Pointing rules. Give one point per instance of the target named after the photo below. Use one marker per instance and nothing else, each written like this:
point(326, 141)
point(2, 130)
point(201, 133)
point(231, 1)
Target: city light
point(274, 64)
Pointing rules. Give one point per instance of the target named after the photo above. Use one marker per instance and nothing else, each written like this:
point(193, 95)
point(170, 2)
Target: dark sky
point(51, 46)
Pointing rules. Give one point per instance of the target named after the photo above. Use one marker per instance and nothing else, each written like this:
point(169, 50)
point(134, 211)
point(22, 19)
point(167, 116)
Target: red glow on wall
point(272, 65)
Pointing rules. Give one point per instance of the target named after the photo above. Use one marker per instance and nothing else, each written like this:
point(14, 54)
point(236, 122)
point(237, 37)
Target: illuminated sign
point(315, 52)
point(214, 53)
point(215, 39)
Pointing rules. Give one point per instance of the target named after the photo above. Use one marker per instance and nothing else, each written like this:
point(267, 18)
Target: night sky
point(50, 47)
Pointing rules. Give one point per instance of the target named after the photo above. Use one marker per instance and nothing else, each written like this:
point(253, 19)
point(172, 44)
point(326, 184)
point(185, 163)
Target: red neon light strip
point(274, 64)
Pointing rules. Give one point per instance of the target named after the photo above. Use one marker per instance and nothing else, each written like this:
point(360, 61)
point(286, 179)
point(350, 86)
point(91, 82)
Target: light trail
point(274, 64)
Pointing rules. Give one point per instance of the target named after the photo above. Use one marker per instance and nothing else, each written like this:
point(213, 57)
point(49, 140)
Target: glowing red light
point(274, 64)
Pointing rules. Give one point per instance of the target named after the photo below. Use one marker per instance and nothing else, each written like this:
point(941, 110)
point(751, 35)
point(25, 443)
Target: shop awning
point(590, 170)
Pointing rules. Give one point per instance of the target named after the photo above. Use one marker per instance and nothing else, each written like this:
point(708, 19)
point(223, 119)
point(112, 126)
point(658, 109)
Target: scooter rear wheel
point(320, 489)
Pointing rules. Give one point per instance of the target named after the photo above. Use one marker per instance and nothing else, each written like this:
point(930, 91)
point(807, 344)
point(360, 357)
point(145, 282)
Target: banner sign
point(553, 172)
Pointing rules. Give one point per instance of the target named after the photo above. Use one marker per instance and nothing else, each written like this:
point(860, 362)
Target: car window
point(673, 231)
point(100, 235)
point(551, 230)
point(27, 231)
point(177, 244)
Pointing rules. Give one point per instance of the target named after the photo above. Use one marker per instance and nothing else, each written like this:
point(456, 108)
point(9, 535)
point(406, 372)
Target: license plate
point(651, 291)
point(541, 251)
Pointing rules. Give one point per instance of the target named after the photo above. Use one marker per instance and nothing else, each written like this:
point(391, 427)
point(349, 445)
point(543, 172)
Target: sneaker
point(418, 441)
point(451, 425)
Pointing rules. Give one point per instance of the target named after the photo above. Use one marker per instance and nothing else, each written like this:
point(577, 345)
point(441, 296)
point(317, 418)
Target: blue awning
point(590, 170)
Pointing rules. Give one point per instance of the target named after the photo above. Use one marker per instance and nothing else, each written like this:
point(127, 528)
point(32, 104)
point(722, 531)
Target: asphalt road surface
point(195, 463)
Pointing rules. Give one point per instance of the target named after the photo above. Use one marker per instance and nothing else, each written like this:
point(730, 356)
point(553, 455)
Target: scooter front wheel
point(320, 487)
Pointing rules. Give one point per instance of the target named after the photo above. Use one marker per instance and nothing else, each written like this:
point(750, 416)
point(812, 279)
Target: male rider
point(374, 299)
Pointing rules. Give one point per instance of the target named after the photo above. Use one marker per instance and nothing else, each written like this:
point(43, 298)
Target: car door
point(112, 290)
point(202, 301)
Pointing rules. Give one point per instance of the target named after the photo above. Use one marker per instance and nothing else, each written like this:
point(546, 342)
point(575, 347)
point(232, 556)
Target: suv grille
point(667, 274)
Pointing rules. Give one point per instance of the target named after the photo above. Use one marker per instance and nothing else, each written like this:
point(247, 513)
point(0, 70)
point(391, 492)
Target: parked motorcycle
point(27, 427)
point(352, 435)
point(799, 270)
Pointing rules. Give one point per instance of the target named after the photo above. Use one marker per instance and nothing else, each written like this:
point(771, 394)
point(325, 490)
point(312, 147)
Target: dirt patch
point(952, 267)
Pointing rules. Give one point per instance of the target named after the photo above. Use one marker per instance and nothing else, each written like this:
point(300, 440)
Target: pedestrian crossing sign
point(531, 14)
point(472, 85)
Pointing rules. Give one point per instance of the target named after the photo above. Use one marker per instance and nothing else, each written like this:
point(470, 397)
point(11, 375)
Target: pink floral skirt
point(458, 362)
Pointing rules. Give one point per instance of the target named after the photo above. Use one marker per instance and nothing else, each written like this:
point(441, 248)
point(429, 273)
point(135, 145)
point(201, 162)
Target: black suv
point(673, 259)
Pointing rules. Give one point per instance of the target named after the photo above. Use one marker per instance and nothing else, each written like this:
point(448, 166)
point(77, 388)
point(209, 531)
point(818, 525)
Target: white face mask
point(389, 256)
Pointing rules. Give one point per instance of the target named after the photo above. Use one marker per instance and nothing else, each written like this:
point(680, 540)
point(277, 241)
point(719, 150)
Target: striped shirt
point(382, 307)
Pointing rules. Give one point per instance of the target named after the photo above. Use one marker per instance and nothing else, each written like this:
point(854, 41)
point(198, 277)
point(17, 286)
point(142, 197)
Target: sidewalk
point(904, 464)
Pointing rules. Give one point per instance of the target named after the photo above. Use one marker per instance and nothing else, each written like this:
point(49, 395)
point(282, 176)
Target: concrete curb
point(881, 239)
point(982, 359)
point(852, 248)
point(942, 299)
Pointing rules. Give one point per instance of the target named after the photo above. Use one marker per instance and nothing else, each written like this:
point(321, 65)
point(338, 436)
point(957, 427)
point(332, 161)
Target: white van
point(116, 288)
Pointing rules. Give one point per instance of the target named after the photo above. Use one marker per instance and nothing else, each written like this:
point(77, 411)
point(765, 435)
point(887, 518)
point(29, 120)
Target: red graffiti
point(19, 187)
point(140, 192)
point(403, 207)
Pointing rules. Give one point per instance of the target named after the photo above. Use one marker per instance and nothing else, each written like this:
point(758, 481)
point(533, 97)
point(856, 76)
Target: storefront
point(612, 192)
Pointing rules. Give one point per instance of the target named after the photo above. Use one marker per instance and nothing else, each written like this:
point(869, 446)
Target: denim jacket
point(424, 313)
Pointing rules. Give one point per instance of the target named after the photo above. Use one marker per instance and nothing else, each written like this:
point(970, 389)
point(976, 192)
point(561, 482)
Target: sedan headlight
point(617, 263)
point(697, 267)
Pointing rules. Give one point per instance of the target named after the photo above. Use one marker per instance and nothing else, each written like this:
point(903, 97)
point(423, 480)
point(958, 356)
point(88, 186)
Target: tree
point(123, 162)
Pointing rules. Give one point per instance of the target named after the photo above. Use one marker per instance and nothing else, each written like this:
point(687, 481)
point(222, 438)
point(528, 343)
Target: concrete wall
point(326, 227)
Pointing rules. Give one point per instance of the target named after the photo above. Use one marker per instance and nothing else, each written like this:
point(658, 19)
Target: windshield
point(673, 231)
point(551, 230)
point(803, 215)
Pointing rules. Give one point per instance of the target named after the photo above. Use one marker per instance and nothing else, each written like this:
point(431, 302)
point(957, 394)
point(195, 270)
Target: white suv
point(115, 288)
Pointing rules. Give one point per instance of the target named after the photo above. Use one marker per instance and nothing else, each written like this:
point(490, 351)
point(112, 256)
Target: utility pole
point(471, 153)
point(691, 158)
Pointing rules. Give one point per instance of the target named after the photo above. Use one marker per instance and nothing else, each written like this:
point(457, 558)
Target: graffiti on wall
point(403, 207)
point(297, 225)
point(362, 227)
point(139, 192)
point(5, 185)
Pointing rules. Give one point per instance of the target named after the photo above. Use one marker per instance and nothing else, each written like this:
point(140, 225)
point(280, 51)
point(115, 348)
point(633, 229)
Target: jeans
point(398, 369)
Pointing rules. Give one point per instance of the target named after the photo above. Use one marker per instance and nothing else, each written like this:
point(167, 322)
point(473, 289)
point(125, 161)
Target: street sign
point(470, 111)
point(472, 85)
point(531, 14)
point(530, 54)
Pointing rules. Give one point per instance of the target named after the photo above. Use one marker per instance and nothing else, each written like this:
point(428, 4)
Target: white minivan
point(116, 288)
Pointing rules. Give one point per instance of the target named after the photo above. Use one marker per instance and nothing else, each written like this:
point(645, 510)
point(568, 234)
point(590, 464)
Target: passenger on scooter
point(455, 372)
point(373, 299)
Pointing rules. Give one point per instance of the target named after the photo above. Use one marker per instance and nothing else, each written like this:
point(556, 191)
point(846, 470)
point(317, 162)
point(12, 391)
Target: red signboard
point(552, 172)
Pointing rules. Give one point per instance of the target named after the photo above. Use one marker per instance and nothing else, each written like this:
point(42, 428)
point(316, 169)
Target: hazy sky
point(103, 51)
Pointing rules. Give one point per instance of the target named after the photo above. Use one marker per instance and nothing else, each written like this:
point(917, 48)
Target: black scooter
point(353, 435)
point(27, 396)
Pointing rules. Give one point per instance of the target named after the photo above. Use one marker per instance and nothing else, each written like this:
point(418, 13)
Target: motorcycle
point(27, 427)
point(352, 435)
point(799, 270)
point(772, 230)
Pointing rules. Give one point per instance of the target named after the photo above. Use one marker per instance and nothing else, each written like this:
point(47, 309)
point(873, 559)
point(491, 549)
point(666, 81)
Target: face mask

REQUIRED TASK: How many lines in the data above contain the word "white"? Reply with the number alone.

FINISHED ANSWER: 4